(Records from a dataset)
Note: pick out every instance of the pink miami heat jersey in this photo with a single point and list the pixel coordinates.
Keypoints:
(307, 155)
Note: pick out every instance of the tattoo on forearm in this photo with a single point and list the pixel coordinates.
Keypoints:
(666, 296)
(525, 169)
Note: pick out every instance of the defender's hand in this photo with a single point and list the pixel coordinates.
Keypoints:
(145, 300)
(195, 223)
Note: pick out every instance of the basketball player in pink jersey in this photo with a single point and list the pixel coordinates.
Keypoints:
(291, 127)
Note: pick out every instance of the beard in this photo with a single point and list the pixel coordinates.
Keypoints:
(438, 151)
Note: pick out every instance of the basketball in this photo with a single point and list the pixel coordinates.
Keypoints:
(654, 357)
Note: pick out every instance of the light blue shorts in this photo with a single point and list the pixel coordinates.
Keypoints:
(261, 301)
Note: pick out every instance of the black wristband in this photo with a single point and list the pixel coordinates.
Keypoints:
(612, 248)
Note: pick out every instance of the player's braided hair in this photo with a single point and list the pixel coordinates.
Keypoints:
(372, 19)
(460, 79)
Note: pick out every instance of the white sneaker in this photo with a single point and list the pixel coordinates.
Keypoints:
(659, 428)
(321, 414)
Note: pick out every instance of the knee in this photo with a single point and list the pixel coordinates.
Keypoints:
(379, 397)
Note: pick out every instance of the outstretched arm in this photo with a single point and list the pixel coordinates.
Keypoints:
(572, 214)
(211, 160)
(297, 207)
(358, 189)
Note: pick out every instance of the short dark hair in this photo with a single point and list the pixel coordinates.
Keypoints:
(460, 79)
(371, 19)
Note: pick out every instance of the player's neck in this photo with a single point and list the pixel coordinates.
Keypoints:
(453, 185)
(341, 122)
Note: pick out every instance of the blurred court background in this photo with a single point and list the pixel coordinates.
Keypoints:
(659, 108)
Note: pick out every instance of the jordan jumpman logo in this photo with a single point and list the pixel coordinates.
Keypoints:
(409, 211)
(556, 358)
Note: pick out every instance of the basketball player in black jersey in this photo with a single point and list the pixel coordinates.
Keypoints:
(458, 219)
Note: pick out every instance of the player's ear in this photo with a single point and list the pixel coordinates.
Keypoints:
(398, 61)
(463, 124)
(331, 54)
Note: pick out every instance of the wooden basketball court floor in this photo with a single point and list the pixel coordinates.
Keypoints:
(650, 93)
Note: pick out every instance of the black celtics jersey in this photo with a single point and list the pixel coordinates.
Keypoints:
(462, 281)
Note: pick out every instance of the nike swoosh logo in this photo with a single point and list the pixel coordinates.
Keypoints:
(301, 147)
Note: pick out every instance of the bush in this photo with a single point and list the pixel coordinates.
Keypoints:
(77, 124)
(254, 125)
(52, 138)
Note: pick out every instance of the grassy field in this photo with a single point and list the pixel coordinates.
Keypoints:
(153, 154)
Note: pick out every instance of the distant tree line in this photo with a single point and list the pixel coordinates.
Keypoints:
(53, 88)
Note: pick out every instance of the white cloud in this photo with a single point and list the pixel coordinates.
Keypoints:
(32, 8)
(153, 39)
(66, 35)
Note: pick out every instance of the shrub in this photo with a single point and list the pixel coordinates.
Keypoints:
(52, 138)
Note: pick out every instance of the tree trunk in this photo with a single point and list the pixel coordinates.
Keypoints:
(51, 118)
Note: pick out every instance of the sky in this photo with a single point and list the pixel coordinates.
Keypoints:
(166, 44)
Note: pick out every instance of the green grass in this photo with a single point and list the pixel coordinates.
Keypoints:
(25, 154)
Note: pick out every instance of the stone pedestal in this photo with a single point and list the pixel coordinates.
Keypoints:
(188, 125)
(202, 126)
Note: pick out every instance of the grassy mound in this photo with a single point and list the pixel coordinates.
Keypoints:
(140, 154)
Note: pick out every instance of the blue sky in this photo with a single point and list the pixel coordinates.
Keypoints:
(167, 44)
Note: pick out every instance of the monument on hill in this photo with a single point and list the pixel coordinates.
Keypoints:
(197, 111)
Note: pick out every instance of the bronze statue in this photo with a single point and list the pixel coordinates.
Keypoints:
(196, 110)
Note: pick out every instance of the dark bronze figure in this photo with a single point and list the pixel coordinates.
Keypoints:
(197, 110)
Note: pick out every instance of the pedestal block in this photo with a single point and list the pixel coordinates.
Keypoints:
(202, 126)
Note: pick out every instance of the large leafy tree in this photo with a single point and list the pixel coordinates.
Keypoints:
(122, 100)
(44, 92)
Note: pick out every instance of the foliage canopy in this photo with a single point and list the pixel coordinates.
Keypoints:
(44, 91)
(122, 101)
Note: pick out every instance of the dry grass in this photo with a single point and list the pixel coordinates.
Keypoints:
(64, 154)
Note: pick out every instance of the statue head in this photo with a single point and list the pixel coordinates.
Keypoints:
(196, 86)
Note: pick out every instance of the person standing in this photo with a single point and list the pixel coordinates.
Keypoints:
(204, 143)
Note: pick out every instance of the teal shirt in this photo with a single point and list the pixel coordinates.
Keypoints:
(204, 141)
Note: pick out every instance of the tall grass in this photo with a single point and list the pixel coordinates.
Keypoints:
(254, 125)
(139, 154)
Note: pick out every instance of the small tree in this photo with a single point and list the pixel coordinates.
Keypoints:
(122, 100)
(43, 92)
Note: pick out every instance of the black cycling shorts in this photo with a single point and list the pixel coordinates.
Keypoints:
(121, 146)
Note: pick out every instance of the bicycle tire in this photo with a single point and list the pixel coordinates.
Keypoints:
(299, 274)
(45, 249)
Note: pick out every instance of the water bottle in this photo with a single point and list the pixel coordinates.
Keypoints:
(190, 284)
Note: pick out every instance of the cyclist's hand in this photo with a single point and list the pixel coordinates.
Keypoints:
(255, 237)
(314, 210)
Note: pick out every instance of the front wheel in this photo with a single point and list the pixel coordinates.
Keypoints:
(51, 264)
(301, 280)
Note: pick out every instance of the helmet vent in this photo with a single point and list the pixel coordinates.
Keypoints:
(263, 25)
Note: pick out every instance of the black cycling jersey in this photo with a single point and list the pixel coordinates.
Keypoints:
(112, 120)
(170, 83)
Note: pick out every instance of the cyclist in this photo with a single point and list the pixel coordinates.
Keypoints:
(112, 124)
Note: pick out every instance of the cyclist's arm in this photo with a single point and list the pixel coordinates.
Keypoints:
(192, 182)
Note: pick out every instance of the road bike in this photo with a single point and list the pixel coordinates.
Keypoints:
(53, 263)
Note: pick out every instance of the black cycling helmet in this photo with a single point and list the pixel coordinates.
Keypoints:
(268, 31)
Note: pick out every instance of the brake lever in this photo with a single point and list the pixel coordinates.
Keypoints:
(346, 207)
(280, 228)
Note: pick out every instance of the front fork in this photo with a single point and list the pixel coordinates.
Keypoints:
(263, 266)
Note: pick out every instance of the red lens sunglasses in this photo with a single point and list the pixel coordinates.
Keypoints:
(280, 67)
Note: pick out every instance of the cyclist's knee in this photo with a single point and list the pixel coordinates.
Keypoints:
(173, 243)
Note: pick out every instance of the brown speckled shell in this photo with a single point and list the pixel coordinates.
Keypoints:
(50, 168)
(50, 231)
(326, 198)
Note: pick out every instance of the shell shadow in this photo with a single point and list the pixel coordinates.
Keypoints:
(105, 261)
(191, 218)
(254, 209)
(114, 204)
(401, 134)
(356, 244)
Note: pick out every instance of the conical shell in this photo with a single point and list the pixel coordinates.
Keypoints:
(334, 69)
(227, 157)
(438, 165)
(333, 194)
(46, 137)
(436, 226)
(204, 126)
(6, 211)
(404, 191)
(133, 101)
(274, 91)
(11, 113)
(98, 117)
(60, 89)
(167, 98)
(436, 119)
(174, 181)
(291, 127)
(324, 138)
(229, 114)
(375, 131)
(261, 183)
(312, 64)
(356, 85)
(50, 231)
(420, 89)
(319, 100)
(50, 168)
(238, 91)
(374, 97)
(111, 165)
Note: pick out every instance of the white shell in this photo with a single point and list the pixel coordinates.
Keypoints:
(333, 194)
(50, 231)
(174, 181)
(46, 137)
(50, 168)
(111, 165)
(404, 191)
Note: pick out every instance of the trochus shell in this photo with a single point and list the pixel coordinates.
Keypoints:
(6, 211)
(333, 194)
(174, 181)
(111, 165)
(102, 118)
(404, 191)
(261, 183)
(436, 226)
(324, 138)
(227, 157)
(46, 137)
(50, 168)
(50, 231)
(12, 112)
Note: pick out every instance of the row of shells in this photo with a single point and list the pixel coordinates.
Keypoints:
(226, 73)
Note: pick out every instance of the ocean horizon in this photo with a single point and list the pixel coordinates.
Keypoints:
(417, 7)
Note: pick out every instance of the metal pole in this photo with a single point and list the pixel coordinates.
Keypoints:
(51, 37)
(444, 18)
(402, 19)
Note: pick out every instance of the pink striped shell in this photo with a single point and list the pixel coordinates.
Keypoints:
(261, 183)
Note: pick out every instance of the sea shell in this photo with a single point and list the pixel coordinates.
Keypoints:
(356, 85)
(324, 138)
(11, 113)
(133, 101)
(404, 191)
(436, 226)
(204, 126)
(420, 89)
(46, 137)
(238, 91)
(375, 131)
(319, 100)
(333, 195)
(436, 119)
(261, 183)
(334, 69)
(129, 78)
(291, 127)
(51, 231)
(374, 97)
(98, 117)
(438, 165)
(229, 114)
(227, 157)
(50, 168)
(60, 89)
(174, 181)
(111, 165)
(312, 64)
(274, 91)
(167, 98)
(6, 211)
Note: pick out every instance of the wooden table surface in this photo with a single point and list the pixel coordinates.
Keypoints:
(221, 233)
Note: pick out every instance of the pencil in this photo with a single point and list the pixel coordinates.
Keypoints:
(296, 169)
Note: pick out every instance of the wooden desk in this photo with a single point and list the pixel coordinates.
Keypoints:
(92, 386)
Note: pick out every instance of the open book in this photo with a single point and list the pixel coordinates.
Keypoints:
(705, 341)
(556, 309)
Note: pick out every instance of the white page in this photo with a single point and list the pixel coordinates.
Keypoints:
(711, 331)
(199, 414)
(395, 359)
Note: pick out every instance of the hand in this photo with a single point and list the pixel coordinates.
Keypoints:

→ DIRECTIONS
Copy exactly the stretch of data above from the line with "Note: pick out every instance of the dark" through the line with "Note: pick out every instance of the teal", and omit all other lines.

→ RESPONSE BOX
Note: pick out every instance of the dark bronze figure in this photo with a single point and list the pixel coordinates.
Keypoints:
(197, 110)
Note: pick out every instance of the pedestal block in this photo with a single point and list the pixel coordinates.
Keypoints:
(202, 126)
Note: pick out every instance of the large leafy tree in this photo with a single point and list the pixel coordinates.
Keypoints:
(122, 100)
(44, 92)
Note: pick out every instance of the foliage canopy in this photo with a single point and list the pixel coordinates.
Keypoints:
(44, 91)
(122, 101)
Note: pick out every instance of the dry grass in this photo with a single point and list the pixel coordinates.
Keypoints:
(64, 154)
Note: pick out every instance of the statue head in this photo with a single point and list the pixel coordinates.
Keypoints:
(196, 86)
Note: pick out every instance of the person standing in this photo with a single point and list the pixel coordinates.
Keypoints:
(204, 143)
Note: pick out every instance of the teal shirt in this photo with a single point and list the pixel coordinates.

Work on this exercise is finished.